━━━━━ Supplied text

New medicinesHealth and social care providers need help to tackle the growing threat of antimicrobial resistance, according to the National Institute for Health and Care Excellence.

NICE’s draft medicines practice guideline on antimicrobial medicines is to help health and social care commissioners, providers and prescribers to monitor the sensible use of antimicrobials to preserve their future effectiveness.

Antimicrobial medicines such as antibiotics have been the mainstay of treating infections for over 60 years. Although a new infectious disease has been discovered nearly every year during the past 30 years, few new antibiotics have been developed. As a result, existing antibiotics are used to treat an ever greater variety of infections and infectious diseases.

NHS Prescription services annual National Antibiotic Charts show that overall antibiotic prescribing in the community in England has been steadily increasing over several years.

━━━━━━━━━━
━━━━━ Data shown

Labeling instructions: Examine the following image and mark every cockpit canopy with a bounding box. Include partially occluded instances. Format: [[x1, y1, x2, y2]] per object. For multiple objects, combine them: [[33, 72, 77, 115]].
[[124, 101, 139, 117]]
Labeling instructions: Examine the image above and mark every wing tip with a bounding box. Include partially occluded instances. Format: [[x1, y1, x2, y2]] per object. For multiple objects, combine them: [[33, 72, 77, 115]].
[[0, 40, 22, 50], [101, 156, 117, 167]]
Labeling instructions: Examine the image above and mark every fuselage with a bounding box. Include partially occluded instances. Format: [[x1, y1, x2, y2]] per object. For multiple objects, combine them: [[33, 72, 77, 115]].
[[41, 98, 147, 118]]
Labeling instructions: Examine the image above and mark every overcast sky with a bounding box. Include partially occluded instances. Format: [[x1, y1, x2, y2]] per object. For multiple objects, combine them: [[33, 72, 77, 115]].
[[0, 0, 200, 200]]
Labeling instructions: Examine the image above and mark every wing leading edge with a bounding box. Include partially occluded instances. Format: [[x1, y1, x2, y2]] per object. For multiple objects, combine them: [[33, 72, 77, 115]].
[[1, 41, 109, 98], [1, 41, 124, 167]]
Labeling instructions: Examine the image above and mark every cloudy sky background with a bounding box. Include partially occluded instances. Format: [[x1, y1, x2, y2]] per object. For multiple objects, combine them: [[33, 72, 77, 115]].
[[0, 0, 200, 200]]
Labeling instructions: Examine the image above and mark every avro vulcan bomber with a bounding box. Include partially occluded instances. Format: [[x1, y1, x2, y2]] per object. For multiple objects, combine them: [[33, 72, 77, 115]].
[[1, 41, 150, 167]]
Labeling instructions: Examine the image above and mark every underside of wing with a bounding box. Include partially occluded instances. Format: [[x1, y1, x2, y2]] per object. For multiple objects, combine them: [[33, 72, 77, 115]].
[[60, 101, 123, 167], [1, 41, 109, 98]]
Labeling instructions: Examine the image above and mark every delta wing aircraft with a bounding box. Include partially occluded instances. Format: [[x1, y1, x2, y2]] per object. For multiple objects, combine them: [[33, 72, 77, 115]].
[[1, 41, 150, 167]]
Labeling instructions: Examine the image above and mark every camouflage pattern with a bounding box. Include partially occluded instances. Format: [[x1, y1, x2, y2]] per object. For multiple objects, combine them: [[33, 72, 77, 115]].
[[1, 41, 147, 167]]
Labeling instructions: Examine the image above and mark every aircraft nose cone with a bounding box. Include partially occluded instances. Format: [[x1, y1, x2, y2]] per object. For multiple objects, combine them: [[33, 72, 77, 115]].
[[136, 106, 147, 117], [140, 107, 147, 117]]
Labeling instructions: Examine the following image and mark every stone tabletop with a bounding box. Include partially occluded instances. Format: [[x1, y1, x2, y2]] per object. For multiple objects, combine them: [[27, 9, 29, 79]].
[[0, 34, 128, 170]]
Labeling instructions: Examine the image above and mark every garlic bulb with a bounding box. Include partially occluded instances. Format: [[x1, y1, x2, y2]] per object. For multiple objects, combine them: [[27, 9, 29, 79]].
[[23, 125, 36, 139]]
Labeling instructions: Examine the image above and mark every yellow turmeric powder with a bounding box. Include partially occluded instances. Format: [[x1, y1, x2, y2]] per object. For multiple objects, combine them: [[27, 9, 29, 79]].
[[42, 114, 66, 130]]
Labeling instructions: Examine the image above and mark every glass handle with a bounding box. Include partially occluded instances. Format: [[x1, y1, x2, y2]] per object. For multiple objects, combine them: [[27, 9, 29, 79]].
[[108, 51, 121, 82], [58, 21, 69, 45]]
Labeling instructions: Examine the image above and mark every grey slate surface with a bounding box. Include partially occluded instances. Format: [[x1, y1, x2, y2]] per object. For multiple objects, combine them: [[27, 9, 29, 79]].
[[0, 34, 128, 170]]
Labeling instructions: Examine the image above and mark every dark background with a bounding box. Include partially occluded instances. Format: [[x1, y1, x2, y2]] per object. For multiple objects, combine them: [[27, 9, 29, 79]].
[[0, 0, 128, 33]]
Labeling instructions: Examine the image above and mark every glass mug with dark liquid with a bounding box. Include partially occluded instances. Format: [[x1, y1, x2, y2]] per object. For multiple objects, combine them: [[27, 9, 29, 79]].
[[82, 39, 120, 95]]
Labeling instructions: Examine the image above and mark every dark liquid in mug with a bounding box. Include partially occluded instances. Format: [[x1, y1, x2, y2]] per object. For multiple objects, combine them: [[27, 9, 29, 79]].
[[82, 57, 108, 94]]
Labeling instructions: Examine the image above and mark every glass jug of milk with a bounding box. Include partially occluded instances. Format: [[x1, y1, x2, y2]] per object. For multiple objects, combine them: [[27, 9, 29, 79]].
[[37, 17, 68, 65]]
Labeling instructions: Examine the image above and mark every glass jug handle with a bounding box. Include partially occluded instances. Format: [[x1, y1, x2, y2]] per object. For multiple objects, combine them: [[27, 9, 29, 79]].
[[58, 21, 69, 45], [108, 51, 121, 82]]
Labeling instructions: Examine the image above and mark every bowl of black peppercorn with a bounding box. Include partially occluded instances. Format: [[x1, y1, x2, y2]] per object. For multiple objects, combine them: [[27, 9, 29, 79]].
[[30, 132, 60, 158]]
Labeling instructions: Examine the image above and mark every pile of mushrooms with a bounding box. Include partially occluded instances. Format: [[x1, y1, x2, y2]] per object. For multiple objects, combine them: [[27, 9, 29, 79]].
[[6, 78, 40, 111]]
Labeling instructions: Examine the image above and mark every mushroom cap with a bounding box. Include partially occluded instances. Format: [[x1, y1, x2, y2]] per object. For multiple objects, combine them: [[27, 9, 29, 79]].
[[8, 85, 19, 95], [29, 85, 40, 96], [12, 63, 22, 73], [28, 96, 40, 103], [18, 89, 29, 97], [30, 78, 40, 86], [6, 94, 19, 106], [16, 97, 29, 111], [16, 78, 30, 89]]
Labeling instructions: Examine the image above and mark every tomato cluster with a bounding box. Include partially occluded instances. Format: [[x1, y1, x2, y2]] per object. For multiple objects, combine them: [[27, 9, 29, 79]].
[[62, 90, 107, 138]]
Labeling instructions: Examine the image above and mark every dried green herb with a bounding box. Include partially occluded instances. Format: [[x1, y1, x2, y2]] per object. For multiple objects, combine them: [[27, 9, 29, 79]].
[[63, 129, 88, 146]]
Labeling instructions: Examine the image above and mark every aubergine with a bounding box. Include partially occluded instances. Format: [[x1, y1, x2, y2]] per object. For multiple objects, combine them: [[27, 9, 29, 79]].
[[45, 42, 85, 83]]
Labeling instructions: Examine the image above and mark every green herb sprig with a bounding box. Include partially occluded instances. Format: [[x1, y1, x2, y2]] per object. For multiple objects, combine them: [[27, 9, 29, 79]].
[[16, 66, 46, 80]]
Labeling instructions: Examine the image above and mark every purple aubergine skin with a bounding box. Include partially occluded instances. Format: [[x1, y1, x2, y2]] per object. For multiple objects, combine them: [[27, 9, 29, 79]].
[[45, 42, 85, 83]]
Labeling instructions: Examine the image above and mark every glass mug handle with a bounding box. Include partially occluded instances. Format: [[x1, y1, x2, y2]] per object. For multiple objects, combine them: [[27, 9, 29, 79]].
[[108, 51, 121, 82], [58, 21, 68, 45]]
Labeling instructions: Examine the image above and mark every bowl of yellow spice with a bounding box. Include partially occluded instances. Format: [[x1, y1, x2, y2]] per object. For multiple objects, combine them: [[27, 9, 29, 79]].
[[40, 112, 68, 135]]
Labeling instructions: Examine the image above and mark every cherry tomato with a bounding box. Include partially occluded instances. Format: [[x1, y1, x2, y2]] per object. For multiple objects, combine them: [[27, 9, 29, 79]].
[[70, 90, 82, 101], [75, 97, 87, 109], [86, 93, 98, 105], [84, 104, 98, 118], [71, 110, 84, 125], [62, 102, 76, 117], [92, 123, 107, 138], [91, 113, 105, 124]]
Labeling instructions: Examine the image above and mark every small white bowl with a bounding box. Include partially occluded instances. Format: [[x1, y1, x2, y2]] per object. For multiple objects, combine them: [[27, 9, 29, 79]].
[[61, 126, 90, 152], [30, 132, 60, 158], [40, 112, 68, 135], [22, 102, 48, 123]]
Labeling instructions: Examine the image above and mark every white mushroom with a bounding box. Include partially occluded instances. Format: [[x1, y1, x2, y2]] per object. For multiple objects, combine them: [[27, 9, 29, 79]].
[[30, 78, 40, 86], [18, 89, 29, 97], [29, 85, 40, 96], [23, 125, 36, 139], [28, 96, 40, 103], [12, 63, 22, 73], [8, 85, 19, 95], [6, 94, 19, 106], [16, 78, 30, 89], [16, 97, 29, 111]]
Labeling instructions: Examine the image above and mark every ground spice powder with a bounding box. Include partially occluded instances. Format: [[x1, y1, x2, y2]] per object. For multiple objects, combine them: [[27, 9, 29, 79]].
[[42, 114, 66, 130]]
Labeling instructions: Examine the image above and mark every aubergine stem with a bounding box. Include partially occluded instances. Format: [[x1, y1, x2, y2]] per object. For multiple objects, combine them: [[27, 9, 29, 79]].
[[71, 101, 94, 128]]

━━━━━━━━━━
━━━━━ Data shown

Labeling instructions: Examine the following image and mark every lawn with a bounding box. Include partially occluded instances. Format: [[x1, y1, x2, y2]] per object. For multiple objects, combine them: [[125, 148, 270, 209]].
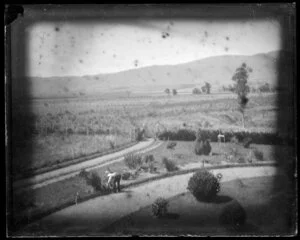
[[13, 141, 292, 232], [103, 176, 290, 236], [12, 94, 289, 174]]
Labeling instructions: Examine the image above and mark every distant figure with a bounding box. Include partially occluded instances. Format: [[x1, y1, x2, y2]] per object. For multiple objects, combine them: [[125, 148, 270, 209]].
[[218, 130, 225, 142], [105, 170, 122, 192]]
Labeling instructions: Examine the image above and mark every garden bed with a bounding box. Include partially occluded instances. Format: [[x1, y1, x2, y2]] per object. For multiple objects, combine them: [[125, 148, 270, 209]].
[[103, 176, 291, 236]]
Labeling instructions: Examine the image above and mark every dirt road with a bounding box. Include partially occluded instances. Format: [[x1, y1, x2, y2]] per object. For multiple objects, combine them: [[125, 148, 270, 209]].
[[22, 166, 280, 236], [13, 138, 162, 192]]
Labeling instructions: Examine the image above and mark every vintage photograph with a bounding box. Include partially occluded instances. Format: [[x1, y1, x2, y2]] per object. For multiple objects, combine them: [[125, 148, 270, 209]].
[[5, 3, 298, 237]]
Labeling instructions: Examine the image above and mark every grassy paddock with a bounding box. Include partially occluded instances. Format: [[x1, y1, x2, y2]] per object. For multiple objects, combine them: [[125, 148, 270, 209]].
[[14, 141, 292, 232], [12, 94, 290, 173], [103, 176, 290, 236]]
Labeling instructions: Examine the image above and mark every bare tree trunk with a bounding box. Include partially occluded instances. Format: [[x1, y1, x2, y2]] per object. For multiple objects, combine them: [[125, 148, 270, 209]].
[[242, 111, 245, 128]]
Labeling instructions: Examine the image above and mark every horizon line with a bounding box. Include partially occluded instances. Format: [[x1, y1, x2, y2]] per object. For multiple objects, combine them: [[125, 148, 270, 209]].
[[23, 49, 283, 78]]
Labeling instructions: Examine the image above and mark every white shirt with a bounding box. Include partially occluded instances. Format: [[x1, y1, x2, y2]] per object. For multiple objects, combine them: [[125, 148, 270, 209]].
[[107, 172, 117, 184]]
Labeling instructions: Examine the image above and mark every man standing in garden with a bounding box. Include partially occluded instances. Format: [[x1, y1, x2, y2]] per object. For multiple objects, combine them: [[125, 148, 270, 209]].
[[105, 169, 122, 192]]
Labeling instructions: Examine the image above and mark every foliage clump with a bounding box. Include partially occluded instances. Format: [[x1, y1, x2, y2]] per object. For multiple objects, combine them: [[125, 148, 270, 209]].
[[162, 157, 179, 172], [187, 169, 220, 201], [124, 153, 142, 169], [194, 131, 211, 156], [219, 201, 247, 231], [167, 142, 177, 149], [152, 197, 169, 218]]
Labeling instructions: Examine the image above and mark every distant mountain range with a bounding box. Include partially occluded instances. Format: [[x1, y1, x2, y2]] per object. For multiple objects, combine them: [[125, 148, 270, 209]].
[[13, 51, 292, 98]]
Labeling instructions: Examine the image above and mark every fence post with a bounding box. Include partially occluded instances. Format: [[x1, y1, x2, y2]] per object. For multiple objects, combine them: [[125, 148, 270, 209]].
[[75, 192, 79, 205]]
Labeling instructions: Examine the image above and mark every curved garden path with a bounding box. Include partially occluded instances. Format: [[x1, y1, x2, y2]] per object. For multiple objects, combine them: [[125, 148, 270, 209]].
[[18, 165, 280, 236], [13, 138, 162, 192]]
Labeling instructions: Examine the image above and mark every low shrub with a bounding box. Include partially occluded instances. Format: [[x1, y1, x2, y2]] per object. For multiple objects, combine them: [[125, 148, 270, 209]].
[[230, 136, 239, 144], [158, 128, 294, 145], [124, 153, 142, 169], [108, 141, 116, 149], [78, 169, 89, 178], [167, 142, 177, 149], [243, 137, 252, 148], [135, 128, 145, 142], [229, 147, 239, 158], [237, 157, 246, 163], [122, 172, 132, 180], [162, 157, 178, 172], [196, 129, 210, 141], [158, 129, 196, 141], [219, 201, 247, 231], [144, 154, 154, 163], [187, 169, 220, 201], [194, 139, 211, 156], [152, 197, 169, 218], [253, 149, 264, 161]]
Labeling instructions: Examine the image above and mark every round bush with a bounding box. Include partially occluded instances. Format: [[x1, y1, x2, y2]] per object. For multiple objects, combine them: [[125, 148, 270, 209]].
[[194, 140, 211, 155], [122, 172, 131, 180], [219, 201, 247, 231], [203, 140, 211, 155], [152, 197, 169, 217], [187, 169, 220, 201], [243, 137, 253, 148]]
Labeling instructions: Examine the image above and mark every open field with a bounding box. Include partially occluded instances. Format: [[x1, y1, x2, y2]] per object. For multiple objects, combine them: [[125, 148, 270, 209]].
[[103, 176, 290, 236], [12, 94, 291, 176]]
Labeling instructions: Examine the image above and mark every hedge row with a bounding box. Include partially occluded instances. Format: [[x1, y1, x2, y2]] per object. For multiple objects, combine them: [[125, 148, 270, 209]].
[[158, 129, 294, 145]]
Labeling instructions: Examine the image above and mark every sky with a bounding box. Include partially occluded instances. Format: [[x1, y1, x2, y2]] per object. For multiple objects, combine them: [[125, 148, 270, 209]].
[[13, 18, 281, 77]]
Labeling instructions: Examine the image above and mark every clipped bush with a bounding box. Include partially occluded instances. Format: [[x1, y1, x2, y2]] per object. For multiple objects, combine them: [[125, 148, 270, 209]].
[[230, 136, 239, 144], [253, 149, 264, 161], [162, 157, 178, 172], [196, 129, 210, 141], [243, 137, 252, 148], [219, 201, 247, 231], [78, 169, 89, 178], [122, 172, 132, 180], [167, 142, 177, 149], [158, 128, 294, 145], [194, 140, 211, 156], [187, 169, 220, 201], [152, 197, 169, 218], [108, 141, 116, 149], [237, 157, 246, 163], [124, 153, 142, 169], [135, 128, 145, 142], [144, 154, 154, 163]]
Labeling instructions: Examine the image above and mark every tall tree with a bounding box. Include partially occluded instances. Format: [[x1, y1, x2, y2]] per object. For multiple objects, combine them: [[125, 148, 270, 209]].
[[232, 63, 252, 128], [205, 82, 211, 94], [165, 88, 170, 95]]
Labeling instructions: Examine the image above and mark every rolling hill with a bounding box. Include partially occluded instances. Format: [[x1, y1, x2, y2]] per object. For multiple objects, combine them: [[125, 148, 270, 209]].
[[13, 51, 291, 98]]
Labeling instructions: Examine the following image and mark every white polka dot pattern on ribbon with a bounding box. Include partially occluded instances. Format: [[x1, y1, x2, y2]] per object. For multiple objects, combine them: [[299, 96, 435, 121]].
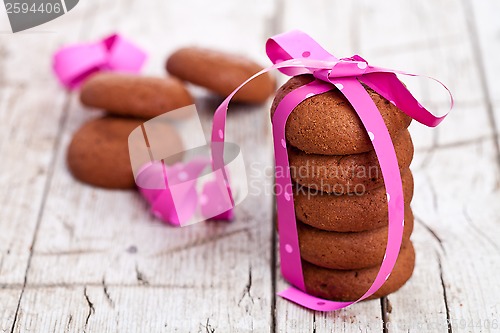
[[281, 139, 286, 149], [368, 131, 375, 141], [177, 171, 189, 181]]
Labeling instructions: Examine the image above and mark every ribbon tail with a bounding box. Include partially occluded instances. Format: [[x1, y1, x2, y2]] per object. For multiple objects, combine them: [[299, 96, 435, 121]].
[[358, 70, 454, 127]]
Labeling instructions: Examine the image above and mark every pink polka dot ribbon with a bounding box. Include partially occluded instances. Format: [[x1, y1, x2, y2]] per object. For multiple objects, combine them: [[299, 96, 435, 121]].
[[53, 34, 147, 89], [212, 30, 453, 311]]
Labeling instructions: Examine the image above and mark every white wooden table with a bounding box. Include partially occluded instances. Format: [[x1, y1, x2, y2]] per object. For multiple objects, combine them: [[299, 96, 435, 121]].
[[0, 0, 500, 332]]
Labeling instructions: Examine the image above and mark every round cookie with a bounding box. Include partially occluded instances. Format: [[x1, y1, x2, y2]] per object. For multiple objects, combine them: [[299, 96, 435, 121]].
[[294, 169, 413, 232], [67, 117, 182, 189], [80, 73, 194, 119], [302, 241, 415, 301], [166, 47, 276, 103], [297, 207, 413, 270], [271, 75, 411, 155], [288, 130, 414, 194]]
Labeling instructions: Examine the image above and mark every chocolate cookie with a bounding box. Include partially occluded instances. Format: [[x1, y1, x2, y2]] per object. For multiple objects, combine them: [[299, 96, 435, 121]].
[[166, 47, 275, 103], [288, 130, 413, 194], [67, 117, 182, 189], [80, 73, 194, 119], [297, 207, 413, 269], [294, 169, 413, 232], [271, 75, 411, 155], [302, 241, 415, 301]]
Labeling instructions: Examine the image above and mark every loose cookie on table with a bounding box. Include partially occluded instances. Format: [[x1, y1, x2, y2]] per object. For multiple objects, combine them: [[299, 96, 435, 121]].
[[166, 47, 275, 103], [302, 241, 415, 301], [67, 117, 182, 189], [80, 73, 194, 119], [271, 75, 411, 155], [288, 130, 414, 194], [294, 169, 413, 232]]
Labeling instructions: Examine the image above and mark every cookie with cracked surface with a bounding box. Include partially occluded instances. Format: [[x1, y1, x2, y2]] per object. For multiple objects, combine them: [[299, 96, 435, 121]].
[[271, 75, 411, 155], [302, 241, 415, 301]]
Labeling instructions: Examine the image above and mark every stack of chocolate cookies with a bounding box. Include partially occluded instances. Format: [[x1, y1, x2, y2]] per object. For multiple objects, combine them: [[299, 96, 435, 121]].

━━━━━━━━━━

_Requirement 1_
Name each group that the article on antimicrobial resistance says NICE's draft guideline is meant to help.
_Requirement 2_
Extend the article on antimicrobial resistance, picking up right after its last sentence.

_Answer space 1_
- Health and social care commissioners
- Health and social care providers
- Health and social care prescribers

_Answer space 2_
“The more we use antibiotics, the less effective they become as diseases evolve and become resistant to existing antimicrobial medicines,” said Professor Alastair Hay, Professor of Primary Care and chair of the committee which developed the guideline. He added that resistance to all antimicrobials is increasing and, combined with a lack of new antimicrobial medicines, there is a heightened risk in the future that we may not be able to treat infections effectively.

“NICE’s recent guidance on diagnosing and treating pneumonia takes as its starting point the need for accurate assessment of respiratory infections like pneumonia to allow healthcare professionals to prescribe antibiotics responsibly,” he said.

“This adds to a number of initiatives to tackle the growing concerns about antimicrobial resistance and the appropriate use of antimicrobials, all within the context of overall antibiotic prescribing that has increased in primary care in England year on year.

“This NICE guideline considers the whole area of antimicrobial prescribing. It looks at the evidence and makes recommendations for health and social care practitioners and organisations on the best ways to minimise antimicrobial resistance.”

As well as highlighting the need for local antimicrobial stewardship programmes, the draft guideline also recommends setting up multidisciplinary antimicrobial stewardship teams working across all care settings. These teams should be able to review prescribing and resistance data frequently and feed this information back to prescribers.

They should also be able to work with prescribers to understand the reasons for high, increasing or low volumes of antimicrobial prescribing as well as provide feedback and assistance to prescribers who prescribe antimicrobials outside of local guidelines where this is not justified.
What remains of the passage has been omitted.